### Information provided

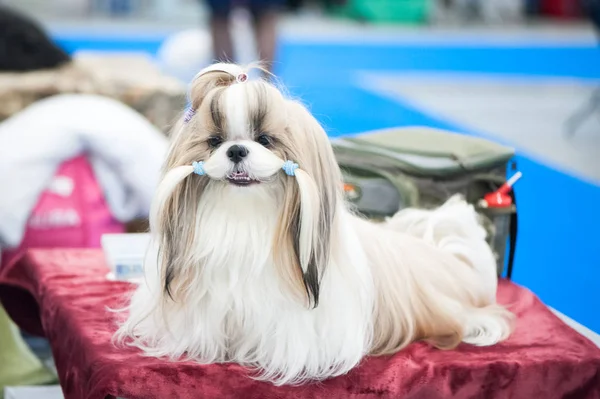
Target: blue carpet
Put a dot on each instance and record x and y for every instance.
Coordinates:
(556, 255)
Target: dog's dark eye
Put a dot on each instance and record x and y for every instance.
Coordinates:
(264, 140)
(214, 141)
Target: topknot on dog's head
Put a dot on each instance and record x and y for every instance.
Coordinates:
(219, 75)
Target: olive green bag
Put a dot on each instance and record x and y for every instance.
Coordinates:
(388, 170)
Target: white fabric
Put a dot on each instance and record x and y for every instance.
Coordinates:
(125, 150)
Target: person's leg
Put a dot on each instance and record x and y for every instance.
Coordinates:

### Written request
Copy verbatim the stretch of the records above from the line containing "Target: person's leg" through the end of the records.

### Solution to this task
Target: person's leg
Put a dot on each instance and record x and y for every instance.
Coordinates:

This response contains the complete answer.